[Dataset entries]
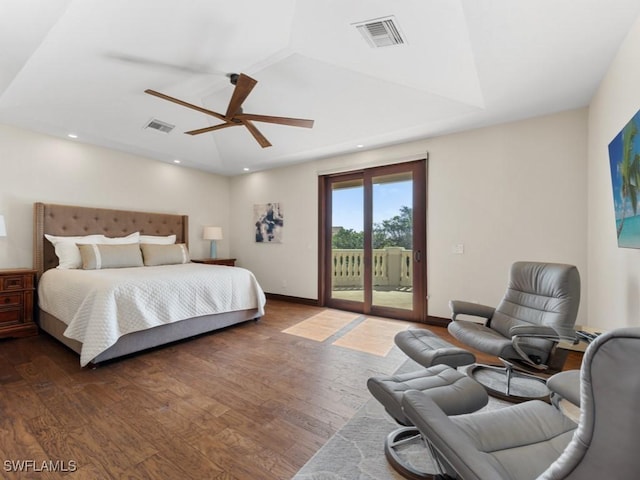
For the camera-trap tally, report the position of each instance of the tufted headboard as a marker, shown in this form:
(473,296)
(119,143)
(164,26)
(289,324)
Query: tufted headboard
(72,220)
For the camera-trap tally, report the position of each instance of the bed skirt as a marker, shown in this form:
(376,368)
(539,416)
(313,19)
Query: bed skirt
(153,337)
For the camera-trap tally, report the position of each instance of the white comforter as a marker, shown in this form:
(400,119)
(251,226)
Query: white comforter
(100,306)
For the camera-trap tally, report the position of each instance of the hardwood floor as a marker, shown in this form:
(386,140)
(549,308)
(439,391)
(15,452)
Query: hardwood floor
(249,402)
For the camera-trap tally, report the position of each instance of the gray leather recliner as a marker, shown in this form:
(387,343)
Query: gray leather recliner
(538,310)
(533,440)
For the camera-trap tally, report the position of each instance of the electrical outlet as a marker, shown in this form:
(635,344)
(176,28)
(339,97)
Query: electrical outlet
(458,248)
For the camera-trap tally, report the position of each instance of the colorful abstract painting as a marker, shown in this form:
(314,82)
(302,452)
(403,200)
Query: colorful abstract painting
(268,222)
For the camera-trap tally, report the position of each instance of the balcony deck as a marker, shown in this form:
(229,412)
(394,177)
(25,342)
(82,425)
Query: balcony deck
(386,296)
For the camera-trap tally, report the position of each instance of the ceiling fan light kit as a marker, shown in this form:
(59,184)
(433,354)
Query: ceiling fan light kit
(234,116)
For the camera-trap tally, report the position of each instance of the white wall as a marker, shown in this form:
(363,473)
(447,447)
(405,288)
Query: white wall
(39,168)
(510,192)
(614,273)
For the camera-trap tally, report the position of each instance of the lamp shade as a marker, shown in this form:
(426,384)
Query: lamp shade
(212,233)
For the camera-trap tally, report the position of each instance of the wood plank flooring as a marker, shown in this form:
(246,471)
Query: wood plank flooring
(249,402)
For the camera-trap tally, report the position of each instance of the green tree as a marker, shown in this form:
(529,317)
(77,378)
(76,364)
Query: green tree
(348,238)
(629,171)
(396,231)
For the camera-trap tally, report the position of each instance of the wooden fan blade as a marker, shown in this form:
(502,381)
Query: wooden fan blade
(211,129)
(264,143)
(185,104)
(244,85)
(294,122)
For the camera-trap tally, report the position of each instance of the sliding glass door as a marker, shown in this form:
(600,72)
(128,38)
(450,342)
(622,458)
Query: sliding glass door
(373,241)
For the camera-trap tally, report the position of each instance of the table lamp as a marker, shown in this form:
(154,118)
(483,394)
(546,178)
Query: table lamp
(213,234)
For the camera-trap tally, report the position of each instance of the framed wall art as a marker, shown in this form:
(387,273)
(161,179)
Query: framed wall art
(268,222)
(624,162)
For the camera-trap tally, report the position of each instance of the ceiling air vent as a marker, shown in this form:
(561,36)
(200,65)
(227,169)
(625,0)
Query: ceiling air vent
(159,125)
(380,32)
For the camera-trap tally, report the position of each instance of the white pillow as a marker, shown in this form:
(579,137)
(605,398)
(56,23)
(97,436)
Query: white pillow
(67,249)
(131,238)
(158,240)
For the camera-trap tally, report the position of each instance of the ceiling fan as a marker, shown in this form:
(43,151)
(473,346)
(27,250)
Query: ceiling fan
(234,115)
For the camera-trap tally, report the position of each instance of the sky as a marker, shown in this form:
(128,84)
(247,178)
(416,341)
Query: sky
(388,198)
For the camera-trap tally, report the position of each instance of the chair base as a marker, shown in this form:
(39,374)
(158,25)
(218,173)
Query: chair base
(507,384)
(400,437)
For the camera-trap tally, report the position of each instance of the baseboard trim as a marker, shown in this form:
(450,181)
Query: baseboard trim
(287,298)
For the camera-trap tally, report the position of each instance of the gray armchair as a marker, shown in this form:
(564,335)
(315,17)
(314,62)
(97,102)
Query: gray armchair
(533,440)
(538,310)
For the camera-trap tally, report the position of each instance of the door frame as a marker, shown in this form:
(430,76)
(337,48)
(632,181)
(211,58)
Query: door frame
(419,171)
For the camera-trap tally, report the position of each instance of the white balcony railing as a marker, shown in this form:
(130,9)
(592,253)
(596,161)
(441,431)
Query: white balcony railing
(391,266)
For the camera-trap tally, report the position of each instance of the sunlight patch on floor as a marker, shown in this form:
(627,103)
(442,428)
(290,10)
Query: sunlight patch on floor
(322,325)
(372,335)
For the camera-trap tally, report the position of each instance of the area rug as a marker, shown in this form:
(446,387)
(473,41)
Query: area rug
(356,451)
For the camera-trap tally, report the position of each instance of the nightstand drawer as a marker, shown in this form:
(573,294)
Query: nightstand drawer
(10,300)
(15,282)
(9,317)
(17,292)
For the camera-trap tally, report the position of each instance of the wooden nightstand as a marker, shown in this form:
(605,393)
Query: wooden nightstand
(17,288)
(229,262)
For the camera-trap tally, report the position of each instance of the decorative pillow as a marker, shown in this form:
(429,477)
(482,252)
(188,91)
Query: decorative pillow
(164,254)
(131,238)
(99,256)
(67,250)
(158,240)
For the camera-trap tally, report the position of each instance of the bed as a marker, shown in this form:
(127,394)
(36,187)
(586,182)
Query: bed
(141,323)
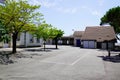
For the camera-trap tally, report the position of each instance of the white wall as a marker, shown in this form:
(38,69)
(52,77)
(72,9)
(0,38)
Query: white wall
(75,38)
(28,40)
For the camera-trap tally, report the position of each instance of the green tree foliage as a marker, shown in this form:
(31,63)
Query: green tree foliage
(112,17)
(47,31)
(58,33)
(18,16)
(4,35)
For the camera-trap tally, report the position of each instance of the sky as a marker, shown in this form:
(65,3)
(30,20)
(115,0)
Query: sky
(74,15)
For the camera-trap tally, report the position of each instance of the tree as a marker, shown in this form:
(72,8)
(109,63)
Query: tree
(47,31)
(18,16)
(4,35)
(112,17)
(58,34)
(42,31)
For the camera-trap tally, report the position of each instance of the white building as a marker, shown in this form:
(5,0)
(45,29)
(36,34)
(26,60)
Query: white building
(26,39)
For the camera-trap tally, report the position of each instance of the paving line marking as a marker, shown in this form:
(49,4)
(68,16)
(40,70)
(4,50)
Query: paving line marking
(79,59)
(55,63)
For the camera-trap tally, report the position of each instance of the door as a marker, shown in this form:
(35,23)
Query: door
(78,43)
(85,44)
(91,44)
(88,44)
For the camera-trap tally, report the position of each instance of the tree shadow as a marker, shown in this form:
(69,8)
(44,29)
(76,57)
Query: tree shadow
(115,59)
(41,50)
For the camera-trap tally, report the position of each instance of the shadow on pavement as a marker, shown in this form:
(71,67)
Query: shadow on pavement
(115,59)
(41,49)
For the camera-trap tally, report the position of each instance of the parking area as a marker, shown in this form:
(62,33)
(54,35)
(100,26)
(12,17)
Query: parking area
(65,63)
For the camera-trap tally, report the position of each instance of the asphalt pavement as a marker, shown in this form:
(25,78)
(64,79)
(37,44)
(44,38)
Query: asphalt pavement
(65,63)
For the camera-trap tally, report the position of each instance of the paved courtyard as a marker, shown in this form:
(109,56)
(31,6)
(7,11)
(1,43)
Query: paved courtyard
(65,63)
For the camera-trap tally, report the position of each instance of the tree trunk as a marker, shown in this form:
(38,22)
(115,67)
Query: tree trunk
(44,46)
(14,37)
(56,42)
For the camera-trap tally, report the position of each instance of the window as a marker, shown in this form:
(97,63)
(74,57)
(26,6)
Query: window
(38,40)
(31,39)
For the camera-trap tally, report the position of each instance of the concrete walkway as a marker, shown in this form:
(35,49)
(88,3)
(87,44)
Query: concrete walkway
(65,63)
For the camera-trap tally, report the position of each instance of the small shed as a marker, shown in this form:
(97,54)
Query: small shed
(77,38)
(99,37)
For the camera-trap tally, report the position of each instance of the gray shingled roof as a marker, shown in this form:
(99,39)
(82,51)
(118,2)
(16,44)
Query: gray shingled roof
(78,33)
(99,33)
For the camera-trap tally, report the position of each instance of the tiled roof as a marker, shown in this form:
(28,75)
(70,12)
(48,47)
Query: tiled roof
(99,33)
(78,33)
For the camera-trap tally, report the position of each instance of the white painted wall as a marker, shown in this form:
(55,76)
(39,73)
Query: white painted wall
(28,40)
(75,38)
(89,44)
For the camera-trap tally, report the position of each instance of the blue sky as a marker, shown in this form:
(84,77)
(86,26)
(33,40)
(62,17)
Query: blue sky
(70,15)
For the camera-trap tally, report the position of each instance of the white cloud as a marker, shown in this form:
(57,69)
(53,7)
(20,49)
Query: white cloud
(67,10)
(91,11)
(96,13)
(43,3)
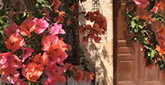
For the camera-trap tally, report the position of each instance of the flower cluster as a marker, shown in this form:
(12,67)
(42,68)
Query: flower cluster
(94,31)
(30,64)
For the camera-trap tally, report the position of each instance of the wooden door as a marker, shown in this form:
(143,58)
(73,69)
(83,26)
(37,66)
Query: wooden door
(131,69)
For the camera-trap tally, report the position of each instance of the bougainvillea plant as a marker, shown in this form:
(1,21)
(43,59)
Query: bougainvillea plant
(32,50)
(96,29)
(141,26)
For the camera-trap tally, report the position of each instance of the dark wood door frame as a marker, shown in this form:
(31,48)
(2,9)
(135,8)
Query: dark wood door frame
(115,14)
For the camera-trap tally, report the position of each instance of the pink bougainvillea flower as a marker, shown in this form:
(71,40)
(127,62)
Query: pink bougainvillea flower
(160,36)
(56,29)
(3,59)
(14,62)
(85,39)
(156,7)
(141,3)
(27,27)
(78,76)
(11,29)
(14,42)
(10,75)
(7,60)
(49,81)
(57,54)
(41,59)
(32,71)
(63,46)
(20,82)
(55,73)
(40,25)
(26,52)
(48,41)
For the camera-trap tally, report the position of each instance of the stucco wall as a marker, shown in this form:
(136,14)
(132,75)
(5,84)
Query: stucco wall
(100,55)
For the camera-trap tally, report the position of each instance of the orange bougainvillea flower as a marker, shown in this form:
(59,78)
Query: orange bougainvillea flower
(32,71)
(14,42)
(41,59)
(27,27)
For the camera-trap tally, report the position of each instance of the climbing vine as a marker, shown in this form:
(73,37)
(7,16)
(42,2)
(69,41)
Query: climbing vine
(141,27)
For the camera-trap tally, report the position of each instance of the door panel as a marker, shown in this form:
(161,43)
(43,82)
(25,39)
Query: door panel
(131,68)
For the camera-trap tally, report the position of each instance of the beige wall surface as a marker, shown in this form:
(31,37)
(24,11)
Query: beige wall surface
(100,54)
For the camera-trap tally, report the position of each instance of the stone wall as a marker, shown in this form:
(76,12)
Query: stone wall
(100,55)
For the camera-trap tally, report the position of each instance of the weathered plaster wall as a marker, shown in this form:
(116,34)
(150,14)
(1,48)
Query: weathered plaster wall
(100,55)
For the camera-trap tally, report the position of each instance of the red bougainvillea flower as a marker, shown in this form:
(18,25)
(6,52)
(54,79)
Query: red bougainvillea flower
(14,62)
(48,41)
(160,51)
(32,71)
(63,46)
(156,7)
(160,36)
(20,82)
(8,60)
(3,59)
(41,59)
(56,29)
(11,75)
(40,25)
(85,39)
(14,42)
(8,31)
(55,73)
(49,81)
(141,3)
(26,52)
(78,76)
(69,66)
(27,27)
(56,53)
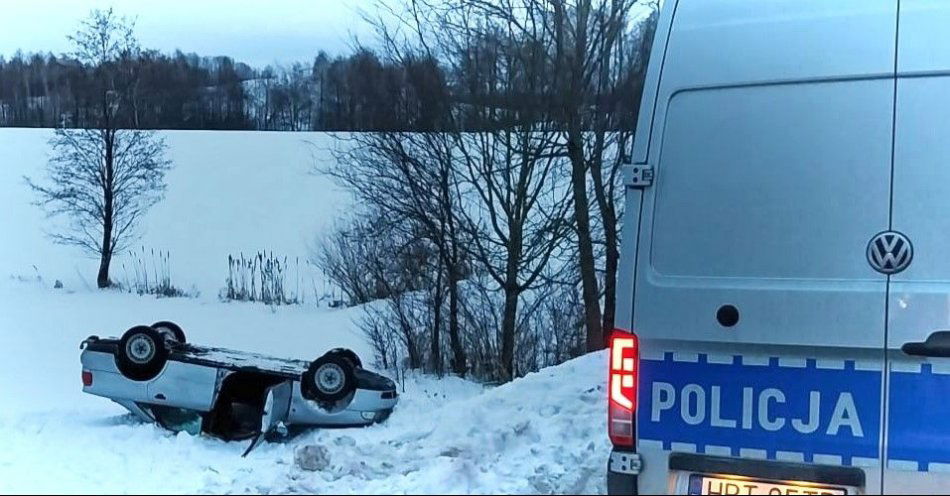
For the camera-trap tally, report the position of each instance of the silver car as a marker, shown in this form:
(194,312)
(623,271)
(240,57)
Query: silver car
(158,376)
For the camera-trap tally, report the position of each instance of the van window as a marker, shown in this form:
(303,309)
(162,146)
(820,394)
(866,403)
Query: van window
(777,181)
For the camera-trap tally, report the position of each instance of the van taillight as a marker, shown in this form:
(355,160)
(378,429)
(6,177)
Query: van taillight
(624,369)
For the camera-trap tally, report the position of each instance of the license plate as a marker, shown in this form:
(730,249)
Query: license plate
(711,485)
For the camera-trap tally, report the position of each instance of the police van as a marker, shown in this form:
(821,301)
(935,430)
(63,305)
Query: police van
(785,277)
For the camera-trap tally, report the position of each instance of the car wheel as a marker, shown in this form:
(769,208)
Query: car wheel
(172,328)
(142,353)
(349,355)
(329,379)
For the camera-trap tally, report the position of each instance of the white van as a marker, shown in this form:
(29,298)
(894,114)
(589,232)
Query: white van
(786,253)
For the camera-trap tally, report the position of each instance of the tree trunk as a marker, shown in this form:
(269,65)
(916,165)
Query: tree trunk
(608,215)
(108,210)
(435,351)
(459,365)
(587,266)
(508,333)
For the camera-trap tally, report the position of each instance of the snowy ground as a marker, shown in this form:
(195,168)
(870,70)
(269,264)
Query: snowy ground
(234,192)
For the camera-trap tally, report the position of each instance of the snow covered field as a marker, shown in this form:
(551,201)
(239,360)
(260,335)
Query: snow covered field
(230,192)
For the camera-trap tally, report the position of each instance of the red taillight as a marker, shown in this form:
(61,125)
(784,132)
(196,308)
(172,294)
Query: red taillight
(624,369)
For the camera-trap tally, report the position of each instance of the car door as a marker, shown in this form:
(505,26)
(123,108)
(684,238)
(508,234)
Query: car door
(761,323)
(276,405)
(918,439)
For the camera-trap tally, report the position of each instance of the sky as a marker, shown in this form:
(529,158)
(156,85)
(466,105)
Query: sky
(258,32)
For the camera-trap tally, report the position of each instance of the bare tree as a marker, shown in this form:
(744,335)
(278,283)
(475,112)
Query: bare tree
(103,181)
(410,177)
(105,178)
(516,215)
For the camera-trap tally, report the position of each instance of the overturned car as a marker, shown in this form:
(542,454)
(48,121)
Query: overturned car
(158,376)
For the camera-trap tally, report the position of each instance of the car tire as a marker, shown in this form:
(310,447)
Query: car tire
(329,379)
(173,328)
(142,353)
(349,355)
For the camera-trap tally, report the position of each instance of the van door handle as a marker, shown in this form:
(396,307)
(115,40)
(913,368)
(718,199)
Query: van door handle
(936,345)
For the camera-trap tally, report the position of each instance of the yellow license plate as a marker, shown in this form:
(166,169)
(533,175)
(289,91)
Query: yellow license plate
(710,485)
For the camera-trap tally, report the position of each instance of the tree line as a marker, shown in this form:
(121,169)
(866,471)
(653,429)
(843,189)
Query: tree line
(484,141)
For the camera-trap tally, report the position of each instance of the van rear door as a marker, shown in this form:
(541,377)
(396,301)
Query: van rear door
(761,324)
(918,432)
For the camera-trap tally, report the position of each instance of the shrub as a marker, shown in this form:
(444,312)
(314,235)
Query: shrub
(151,275)
(262,278)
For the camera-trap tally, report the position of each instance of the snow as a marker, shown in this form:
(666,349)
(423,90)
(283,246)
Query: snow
(229,192)
(544,433)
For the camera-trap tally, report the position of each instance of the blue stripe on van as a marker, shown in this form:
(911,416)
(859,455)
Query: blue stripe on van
(919,417)
(806,410)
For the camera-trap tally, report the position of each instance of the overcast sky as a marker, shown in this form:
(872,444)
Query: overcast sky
(258,32)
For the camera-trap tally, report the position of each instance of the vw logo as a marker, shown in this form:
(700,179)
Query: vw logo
(890,252)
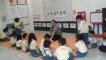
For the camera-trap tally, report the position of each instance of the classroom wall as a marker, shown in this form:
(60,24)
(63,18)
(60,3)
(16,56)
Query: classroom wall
(57,5)
(2,13)
(89,6)
(37,10)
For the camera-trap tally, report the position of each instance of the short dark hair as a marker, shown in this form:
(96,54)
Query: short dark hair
(62,41)
(89,27)
(30,37)
(47,43)
(16,19)
(79,37)
(54,21)
(79,17)
(19,37)
(5,30)
(47,36)
(24,35)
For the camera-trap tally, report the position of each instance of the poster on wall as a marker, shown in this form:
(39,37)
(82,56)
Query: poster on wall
(22,1)
(19,11)
(83,14)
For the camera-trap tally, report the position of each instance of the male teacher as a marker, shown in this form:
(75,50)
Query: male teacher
(55,31)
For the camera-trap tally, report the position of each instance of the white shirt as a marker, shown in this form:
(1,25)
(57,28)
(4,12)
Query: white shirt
(92,40)
(24,45)
(62,52)
(41,44)
(80,45)
(12,40)
(19,43)
(46,51)
(83,27)
(33,45)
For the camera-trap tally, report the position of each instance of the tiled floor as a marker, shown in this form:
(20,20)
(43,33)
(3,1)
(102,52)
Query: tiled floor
(11,54)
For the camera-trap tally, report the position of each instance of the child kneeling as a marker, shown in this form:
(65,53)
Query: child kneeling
(80,46)
(33,45)
(47,52)
(63,52)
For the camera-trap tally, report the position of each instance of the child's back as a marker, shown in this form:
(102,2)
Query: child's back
(33,44)
(63,52)
(24,45)
(19,43)
(81,46)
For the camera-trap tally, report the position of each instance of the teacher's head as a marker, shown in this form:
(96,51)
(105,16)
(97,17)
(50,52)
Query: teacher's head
(53,23)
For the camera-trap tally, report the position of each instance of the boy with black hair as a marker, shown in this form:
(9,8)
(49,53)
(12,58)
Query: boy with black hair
(82,28)
(63,52)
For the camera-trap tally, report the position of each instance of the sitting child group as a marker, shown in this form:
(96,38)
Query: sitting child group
(27,42)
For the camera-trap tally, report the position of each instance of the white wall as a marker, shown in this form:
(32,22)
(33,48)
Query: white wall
(54,5)
(37,9)
(89,6)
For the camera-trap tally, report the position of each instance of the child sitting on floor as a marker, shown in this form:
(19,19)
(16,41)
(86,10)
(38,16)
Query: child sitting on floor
(19,42)
(25,43)
(47,53)
(32,40)
(102,48)
(92,40)
(3,36)
(46,37)
(13,39)
(80,47)
(63,52)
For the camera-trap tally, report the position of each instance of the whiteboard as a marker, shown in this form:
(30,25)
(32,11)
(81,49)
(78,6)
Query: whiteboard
(19,11)
(96,17)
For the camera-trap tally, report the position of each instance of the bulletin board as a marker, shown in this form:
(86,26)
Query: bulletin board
(96,18)
(19,11)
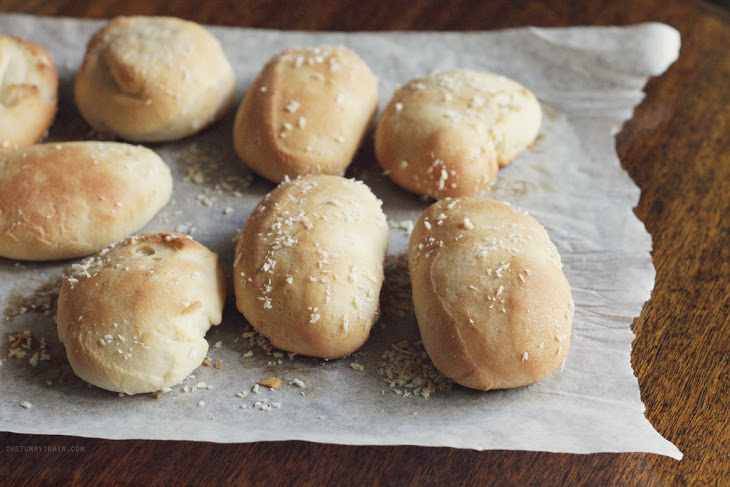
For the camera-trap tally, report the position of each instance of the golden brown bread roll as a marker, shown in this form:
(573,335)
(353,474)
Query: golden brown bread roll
(309,265)
(28,92)
(306,113)
(152,79)
(448,133)
(492,303)
(59,201)
(133,318)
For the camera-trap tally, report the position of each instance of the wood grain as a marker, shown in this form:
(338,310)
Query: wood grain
(676,148)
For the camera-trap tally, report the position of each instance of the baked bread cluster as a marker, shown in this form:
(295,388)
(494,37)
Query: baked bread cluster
(153,79)
(28,92)
(492,303)
(133,317)
(309,265)
(493,306)
(306,113)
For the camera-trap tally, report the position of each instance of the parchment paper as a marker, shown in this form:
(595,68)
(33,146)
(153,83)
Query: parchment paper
(588,81)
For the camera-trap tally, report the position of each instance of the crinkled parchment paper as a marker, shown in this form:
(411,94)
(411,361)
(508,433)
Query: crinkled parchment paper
(588,81)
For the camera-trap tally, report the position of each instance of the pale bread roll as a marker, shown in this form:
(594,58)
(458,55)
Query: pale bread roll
(133,318)
(309,265)
(447,134)
(59,201)
(493,305)
(152,79)
(28,93)
(306,113)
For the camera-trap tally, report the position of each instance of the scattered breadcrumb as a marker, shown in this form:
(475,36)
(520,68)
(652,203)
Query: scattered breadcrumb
(22,345)
(406,225)
(271,383)
(408,371)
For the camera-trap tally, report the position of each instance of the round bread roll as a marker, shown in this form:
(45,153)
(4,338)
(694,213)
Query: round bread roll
(446,135)
(492,303)
(28,93)
(309,265)
(152,79)
(306,113)
(59,201)
(133,318)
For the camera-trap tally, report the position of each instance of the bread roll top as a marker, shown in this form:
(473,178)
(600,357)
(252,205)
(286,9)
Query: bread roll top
(149,79)
(71,199)
(306,113)
(309,265)
(445,135)
(133,318)
(28,92)
(493,305)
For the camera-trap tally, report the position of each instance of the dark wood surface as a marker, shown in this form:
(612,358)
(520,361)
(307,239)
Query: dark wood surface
(676,148)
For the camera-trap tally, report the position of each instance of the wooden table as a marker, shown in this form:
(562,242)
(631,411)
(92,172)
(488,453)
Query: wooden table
(677,150)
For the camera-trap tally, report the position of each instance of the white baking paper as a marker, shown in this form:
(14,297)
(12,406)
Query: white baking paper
(588,80)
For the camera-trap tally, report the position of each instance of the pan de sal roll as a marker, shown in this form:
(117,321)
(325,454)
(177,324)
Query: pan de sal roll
(59,201)
(308,266)
(448,133)
(28,92)
(133,318)
(152,79)
(492,303)
(306,113)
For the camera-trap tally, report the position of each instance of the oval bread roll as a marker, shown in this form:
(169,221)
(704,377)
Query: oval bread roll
(306,113)
(446,135)
(492,303)
(59,201)
(28,92)
(309,265)
(133,318)
(152,79)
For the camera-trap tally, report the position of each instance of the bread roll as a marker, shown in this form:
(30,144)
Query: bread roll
(492,303)
(306,113)
(28,92)
(309,265)
(448,133)
(133,318)
(59,201)
(152,79)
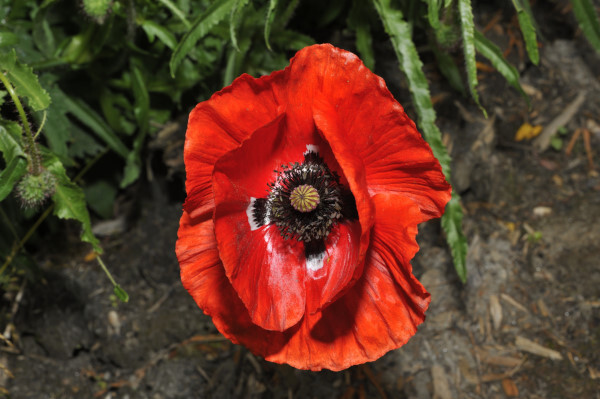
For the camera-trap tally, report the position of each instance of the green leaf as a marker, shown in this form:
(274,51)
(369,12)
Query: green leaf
(201,26)
(587,17)
(528,30)
(452,225)
(449,69)
(490,51)
(467,29)
(91,119)
(121,293)
(14,157)
(69,200)
(25,81)
(141,110)
(234,61)
(269,21)
(176,11)
(359,22)
(100,197)
(234,21)
(411,65)
(8,39)
(433,13)
(153,29)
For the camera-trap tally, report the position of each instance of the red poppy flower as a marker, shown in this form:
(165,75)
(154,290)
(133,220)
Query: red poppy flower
(304,191)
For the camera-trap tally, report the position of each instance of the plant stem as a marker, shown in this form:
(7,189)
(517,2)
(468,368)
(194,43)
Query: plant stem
(25,238)
(31,149)
(103,266)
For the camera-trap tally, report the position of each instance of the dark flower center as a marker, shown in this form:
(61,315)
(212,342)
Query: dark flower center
(305,201)
(305,198)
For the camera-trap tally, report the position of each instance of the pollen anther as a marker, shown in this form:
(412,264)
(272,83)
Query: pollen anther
(305,198)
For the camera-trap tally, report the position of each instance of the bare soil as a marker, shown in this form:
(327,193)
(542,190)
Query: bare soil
(526,324)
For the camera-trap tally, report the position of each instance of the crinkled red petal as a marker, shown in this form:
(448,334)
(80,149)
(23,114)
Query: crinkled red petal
(219,125)
(374,125)
(270,274)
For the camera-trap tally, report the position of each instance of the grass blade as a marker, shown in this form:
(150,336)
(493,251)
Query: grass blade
(490,51)
(176,11)
(234,21)
(201,26)
(411,65)
(452,225)
(359,22)
(91,119)
(528,31)
(269,21)
(587,17)
(467,31)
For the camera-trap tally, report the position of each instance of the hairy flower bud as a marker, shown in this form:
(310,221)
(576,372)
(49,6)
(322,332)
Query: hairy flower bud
(34,189)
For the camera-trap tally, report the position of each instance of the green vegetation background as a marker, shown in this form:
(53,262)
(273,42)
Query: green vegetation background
(89,79)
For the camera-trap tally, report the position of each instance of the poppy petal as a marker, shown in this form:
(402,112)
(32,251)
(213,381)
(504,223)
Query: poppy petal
(378,314)
(395,156)
(266,271)
(219,125)
(327,123)
(271,275)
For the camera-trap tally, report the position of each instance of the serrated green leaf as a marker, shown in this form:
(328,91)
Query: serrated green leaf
(467,30)
(8,39)
(25,81)
(14,157)
(359,22)
(100,196)
(406,52)
(452,225)
(587,17)
(449,69)
(234,21)
(528,31)
(153,29)
(411,65)
(86,115)
(433,13)
(176,11)
(69,200)
(201,26)
(269,21)
(121,293)
(234,61)
(490,51)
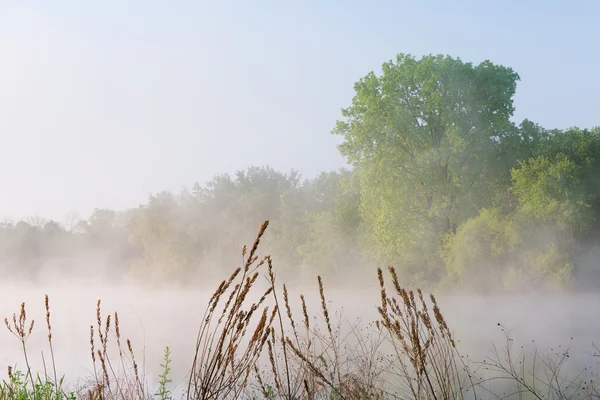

#### [What the task asks]
The answer must be the lines from the first one in the records through the line containing "the white comforter", copied exactly, with no pictures.

#### [Solved exercise]
For the camera-trap tally, report the position of each instance of the tufted headboard as a marker, shown in this form:
(473,296)
(119,143)
(164,26)
(289,324)
Query: tufted headboard
(72,220)
For the camera-trap tally, report the position of each instance of the bed skirt as a marker, shown in this form:
(376,368)
(539,416)
(313,19)
Query: bed skirt
(153,337)
For the camera-trap tally, report the position of each instance of the white comforter as a marker, shown in this form:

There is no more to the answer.